Dane źródłowe =>
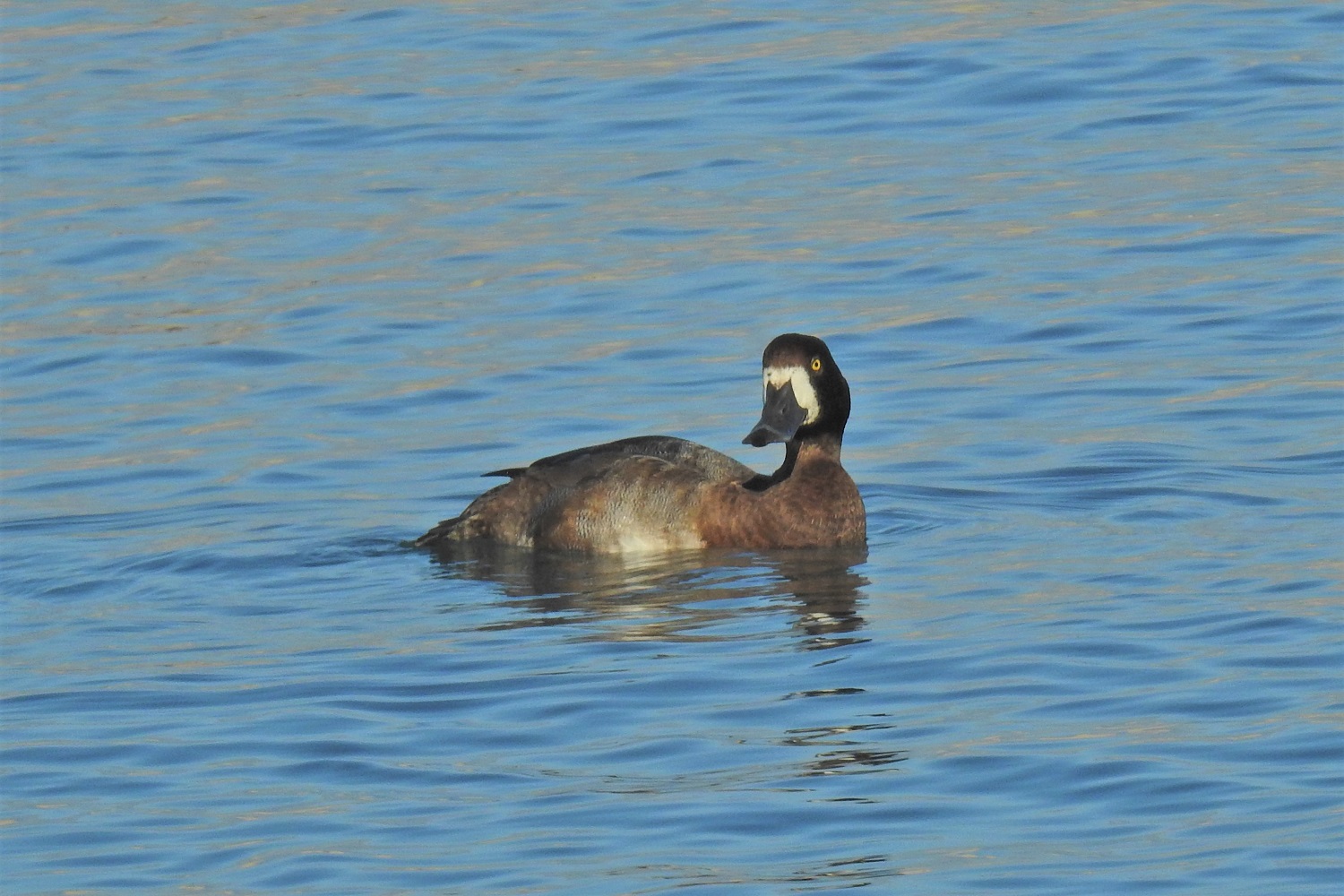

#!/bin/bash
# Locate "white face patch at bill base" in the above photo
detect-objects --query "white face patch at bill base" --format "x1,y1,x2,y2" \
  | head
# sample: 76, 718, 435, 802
762, 366, 822, 426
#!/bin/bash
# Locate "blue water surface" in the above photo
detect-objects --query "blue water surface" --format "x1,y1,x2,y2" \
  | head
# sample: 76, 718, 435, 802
0, 0, 1344, 896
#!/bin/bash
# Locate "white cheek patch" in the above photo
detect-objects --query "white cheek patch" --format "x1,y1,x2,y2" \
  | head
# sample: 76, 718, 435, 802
763, 366, 822, 426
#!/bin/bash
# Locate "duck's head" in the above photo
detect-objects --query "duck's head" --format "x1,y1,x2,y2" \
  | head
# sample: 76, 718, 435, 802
742, 333, 849, 447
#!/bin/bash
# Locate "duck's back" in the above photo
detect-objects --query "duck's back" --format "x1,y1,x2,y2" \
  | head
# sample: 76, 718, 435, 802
416, 435, 757, 552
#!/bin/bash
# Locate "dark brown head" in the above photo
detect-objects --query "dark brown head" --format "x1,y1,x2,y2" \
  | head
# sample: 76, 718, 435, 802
742, 333, 849, 449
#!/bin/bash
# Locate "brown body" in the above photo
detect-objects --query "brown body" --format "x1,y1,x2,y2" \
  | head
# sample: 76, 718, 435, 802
416, 334, 867, 554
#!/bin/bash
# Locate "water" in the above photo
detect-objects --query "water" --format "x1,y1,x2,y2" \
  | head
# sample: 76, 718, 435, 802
0, 0, 1344, 895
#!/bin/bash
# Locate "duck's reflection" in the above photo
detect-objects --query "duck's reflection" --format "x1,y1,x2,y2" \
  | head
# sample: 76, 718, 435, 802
435, 541, 868, 649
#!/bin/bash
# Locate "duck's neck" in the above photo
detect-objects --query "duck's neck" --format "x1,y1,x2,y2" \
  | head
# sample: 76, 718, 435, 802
771, 433, 840, 485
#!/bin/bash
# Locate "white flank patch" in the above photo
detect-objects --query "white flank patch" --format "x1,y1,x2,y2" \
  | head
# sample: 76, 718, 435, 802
765, 364, 822, 426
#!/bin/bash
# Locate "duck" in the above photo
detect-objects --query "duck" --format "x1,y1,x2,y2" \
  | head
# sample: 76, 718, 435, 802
413, 333, 867, 555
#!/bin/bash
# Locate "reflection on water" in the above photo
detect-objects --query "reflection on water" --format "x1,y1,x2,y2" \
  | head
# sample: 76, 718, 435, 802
0, 0, 1344, 896
433, 541, 868, 650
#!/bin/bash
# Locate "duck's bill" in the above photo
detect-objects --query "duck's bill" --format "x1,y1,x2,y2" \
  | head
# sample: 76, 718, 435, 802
742, 382, 808, 447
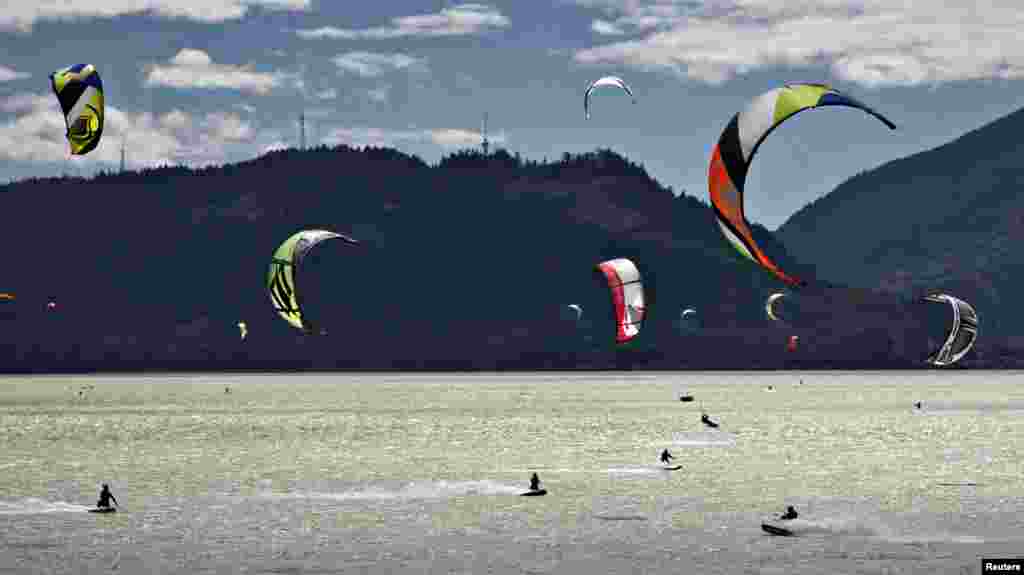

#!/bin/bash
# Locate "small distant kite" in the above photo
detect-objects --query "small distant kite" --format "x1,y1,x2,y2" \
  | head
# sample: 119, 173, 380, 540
49, 63, 103, 156
583, 76, 637, 120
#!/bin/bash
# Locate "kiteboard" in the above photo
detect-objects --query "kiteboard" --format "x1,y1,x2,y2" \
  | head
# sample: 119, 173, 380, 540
761, 523, 793, 537
89, 507, 118, 514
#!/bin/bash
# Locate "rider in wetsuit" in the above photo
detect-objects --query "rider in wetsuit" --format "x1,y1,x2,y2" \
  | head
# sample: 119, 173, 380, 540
96, 483, 118, 508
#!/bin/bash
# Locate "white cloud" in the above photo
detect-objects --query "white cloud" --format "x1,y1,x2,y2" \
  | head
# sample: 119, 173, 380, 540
575, 0, 1024, 86
0, 0, 310, 32
367, 84, 391, 102
315, 88, 338, 100
0, 94, 260, 167
296, 4, 509, 40
145, 48, 287, 94
323, 128, 506, 149
331, 52, 427, 78
590, 19, 626, 36
0, 65, 32, 82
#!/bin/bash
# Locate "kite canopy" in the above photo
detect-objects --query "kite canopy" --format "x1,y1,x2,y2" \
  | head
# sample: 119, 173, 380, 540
597, 258, 646, 344
49, 63, 103, 156
765, 292, 785, 321
583, 76, 637, 120
266, 229, 358, 331
708, 84, 896, 285
925, 294, 978, 367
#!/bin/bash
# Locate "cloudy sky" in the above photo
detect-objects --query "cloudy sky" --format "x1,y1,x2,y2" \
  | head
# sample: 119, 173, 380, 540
0, 0, 1024, 228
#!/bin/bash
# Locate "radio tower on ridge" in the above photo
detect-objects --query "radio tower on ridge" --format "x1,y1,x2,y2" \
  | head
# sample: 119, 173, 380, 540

Zadanie => Ile wierszy powyższych rekordów zawiera ciąg „distant”, jeśli wielkość liter ma znaczenie? Podaj samą liczbę.

Odpowiedź => 2